§ **RECORDS SUPPLIED**
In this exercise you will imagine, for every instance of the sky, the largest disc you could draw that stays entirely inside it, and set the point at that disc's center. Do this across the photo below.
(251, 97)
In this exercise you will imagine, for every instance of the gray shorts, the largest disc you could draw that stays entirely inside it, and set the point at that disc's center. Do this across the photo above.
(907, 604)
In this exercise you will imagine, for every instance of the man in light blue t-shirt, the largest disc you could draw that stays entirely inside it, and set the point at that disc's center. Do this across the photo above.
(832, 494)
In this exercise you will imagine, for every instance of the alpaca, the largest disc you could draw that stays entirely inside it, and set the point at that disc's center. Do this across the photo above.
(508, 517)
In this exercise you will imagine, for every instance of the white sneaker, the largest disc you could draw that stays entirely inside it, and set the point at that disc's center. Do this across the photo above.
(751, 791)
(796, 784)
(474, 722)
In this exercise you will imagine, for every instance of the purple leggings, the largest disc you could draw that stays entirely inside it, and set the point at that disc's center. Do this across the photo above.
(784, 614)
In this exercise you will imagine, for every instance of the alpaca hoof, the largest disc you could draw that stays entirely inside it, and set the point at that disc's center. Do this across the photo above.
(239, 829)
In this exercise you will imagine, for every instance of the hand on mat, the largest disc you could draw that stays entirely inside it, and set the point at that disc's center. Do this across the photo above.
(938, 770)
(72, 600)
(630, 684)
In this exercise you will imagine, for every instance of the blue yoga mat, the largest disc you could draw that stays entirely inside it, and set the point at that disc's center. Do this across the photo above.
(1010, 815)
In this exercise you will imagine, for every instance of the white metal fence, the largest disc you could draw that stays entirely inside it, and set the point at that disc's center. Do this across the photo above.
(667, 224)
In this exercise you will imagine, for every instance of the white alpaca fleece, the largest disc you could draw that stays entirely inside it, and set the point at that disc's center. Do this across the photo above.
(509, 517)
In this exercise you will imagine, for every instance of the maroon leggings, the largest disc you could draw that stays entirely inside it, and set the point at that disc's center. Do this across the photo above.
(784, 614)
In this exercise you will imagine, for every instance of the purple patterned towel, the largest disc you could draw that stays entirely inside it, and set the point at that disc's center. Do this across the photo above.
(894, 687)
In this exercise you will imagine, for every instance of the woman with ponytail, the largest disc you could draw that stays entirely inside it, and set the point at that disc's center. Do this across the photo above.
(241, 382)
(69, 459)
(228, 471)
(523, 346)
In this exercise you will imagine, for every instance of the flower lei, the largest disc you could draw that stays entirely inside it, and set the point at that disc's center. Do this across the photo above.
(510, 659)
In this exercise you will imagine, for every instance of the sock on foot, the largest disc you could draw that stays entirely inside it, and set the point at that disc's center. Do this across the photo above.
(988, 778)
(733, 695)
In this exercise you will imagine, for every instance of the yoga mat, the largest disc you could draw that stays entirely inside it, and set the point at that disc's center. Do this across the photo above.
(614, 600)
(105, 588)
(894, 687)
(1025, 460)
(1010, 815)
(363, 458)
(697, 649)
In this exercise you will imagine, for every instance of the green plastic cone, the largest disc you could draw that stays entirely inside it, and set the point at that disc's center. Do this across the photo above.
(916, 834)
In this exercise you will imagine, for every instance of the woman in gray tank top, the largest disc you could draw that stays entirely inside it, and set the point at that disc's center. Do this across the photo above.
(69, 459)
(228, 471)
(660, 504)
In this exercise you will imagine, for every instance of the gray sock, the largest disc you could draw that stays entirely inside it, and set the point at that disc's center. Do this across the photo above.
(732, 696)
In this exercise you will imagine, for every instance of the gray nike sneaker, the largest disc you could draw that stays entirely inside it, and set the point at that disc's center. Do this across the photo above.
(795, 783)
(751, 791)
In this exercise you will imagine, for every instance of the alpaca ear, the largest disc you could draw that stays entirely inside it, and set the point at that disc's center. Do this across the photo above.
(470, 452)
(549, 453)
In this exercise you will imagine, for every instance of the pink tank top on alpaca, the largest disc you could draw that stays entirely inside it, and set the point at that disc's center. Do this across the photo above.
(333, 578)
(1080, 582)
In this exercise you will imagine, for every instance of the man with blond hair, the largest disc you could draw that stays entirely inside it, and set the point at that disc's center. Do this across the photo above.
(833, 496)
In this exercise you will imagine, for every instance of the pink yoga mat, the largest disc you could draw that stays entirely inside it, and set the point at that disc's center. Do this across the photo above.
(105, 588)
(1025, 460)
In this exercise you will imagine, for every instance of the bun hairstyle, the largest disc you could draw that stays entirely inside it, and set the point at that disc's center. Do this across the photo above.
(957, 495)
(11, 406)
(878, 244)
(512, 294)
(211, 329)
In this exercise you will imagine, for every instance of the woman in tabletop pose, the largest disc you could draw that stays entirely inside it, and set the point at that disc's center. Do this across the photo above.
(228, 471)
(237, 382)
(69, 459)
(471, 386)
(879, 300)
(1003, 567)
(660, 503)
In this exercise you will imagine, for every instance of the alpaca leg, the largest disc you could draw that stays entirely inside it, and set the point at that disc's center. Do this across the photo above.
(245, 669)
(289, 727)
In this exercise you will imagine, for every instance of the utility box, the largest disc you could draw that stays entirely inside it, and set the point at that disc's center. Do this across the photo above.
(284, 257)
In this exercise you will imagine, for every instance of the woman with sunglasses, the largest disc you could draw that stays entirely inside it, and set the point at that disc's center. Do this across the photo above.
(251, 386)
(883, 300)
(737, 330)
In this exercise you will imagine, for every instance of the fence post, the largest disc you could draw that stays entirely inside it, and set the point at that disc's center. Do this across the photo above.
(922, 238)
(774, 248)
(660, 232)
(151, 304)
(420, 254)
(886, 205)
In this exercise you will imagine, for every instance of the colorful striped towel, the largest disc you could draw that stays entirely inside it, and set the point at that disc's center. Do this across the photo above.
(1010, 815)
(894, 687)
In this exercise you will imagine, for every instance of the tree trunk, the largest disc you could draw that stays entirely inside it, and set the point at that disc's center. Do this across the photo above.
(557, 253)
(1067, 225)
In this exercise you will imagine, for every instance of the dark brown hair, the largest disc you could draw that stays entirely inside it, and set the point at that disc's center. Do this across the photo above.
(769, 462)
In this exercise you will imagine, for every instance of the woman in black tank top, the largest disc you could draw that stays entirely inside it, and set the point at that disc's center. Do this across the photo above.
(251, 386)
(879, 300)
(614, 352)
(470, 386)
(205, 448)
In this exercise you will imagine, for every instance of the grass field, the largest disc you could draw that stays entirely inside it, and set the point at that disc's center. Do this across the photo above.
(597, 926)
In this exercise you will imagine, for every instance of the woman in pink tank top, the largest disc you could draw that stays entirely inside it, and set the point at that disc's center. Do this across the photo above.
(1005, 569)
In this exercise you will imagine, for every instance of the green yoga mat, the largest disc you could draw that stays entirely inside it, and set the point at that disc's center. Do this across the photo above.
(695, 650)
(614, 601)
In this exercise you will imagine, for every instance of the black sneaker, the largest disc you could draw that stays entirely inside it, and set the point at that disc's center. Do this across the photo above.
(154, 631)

§ **WHAT YOU ARE ASKED TO DO**
Print every record above. Keep each one exactly as it is.

§ **RESPONSE**
In this exercise you will imagine, for every instance of the sky, the largest disc you could draw that stays entirely inside it, and set the point at that disc's center. Do this across the photo below.
(251, 97)
In this exercise you will imagine, for every instance of the gray shorts, the largest disc you could draw that stays entirely inside it, and set the point at that disc's center. Do this across the photo above.
(907, 604)
In this exercise you will imagine, for every instance of the man in light blue t-shirt, the largest disc you could draw that stays entirely inside it, and set the point at that disc's center. Do this across the photo above.
(832, 494)
In this exercise you will imagine, for every instance of the alpaca, the largest disc you could draw that stays entirely inside it, and set the point at that disc's center. Do this across the photo above.
(508, 517)
In this exercise you will imagine, for every instance of the white sneaker, the largest disc you could draw that stays entirely inside it, and set the point at that disc's center. Do this across the photo above.
(751, 791)
(796, 784)
(474, 722)
In this exercise you will imagine, for every instance of the purple leggings, the largest disc you could draw that stays entirely inside it, and set the point at that disc's center. Do this across the photo above.
(784, 614)
In this exercise you will imagine, for every instance of the alpaca hoof, the largest disc you could draw that stays entirely inside it, and set the point at that disc's center. Do this across the photo above.
(239, 829)
In this exercise you will imagine, for every instance of the hand on mat, the largest disc you could draw that stays entirely inside it, and set the point at that disc's center. Do this across the photo above.
(938, 770)
(72, 600)
(630, 684)
In this exercise you will imagine, for every instance of the blue yoga mat, the largest disc you could draw that stays entirely inside it, and set the point at that disc's center. Do this across the photo above.
(1010, 815)
In this exercise you will imagine, for every instance of the white metal fence, the largest disc you could draw that stays entirely inside it, and set the point at that disc's center. Do this across the photo above.
(667, 224)
In this exercise you will imagine, for every instance of the white alpaca fleece, the largest disc you could draw that stays entirely inside it, and set the point at that disc's center. Do this across the photo above.
(509, 517)
In this exercise you will imagine, for every instance of the maroon leggings, the largest disc you could draw that stays entirely inside it, and set the point at that disc's center. Do this across the photo above.
(784, 614)
In this exercise you will imagine, for every instance of the purple patterned towel, the largest disc you could draw that stays entirely inside it, and set the point at that disc's center. Do this across the photo above.
(894, 687)
In this exercise you will imagine, for every instance of the woman with ponytail, the largest disc you could draw that stays entirely inside it, and set the point at that disc's center. Do this across the photo above.
(241, 382)
(69, 459)
(228, 471)
(523, 346)
In this exercise you will imagine, for every instance of the flower lei, the largest disc you could draw that stays entirely inside it, and set the point at that disc's center. Do this across the photo above.
(510, 659)
In this exercise you will imagine, for every instance of the sock on foot, the largest disc you could draw that stays entirely inside it, and set the point at that disc's center. Do this across the photo above.
(988, 778)
(733, 695)
In this exercise you will imagine, for every instance of the yoga mat, the largest disc you could draw that stays entirely inside it, and set the point at that disc's center. Do this across the photo above.
(614, 600)
(105, 588)
(894, 687)
(1025, 460)
(1010, 815)
(363, 458)
(697, 649)
In this exercise you will imagine, for every instance of the green plastic cone, the largest disc you could draw that stays entirely inside it, and set the point at that disc's center. Do this across the photo above.
(916, 834)
In this exercise you will imagine, for every instance of the woman in gray tank top, the largest disc you could draw that stays entirely inside it, and set the point at that disc's center. Do this across the photo above.
(69, 459)
(228, 471)
(660, 504)
In this exercise you will imagine, for every instance of the gray sock, the largest disc you could draw that stays entirely inside it, and set the point at that disc's center. Do this across the photo above.
(732, 696)
In this exercise you will imagine, for every instance of the gray nike sneaker, the largest disc you could draw that stays entirely inside it, and set the point at that disc's center. Do this across the photo above.
(795, 783)
(751, 791)
In this exercise you will imagine, for every instance of the alpaca ear, the largest disc you could draw that stays entirely inside it, and set the point at that disc's center. Do this across the photo above.
(470, 452)
(549, 453)
In this exercise you will imagine, for every instance of the pink tank top on alpaca, the largest disc you could draw that stays entirely inside it, and set the point at that disc's center. Do this across the photo above.
(333, 578)
(1080, 582)
In this exercise you will imagine, for every instance of the man with blond hair, the largest disc you could draw that stays entirely inside it, and set the point at that disc's center. Do this across the photo above.
(833, 496)
In this exercise you will imagine, for every instance of the pink yoga mat, the largest disc you could draw that stays entirely inside it, and set the point at that disc's center. Do this across the photo above.
(105, 588)
(1025, 460)
In this exercise you will imagine, for every instance of the bun hairstyle, the largest disc you could draw that stays entirely inside it, and set the point at that disc's center. Do this across the photo above.
(957, 495)
(11, 406)
(878, 244)
(512, 294)
(211, 329)
In this exercise you will imagine, for every instance of the woman in tabletop pose, the largest disc you could draw that stays entirely inside it, and set the point at that disc's center. Do this across the photo above.
(228, 471)
(237, 382)
(69, 459)
(471, 386)
(879, 300)
(1003, 567)
(660, 503)
In this exercise you will imagine, for every instance of the alpaca leg, the largest disc you could draw that stays entirely inside it, and set the point at that disc's center. Do this across the photo above.
(245, 669)
(289, 727)
In this exercise you will imagine, for every instance of the utility box, the largest disc you could draw that stays entirely inside it, and set the point at that disc's center. Do this across the photo above.
(284, 257)
In this exercise you will imagine, for every instance of the woman with sunglasses, the largest disc you could draw that stays entirely inside it, and set the point at that disc's center. Do this across the photo above.
(251, 386)
(883, 300)
(737, 330)
In this exercise you will imagine, for every instance of the fence post, the largest disc you could draw that stays entirely inside it, and set the point at that disc's center. Do this across the photo above.
(922, 238)
(774, 248)
(660, 232)
(151, 304)
(420, 254)
(886, 205)
In this exercise you will imagine, for every instance of the colorful striped towel, the largest disc you could draw that stays entirely inside it, and set the point at that disc's center. Do this across the photo above.
(1010, 815)
(894, 687)
In this exercise you will imagine, for every instance of the tree trunk, the largest disc you could draw that stays entirely inside it, and set the point at that disc's center. Do this across the photo above.
(557, 253)
(1067, 225)
In this exercise you will imagine, for every instance of the dark brown hair, the largest disc you could draw that stays entirely inside it, and set the point at that disc's center. Do this across the photo above.
(769, 462)
In this exercise you will imagine, for every instance of the woman in black tank top, the largest disc you could draw that stays entirely inside it, and set the point at that disc's center. Do this across the photo above.
(251, 386)
(879, 300)
(614, 352)
(470, 386)
(205, 448)
In this exercise you will imagine, for every instance of the grass field, the largest disc you could draw that stays entirely inside it, and set the point at that disc's center. Do this across the photo above.
(597, 926)
In this exercise you will imagine, for every instance of the woman in pink tank top, the largest disc you could draw that stays entirely inside it, and set the point at that disc's center. Do this across the photo above.
(1005, 569)
In this exercise you will imagine, for every instance of the green yoga mat, the largest disc you could draw that stays entirely inside it, and set the point at that disc's center. Do this across the photo above.
(695, 650)
(614, 601)
In this exercise you will imagine, for every instance of the black sneaker, the largest disc you could draw that stays entirely inside it, and set the point at that disc's center. Do this across the photo above.
(154, 631)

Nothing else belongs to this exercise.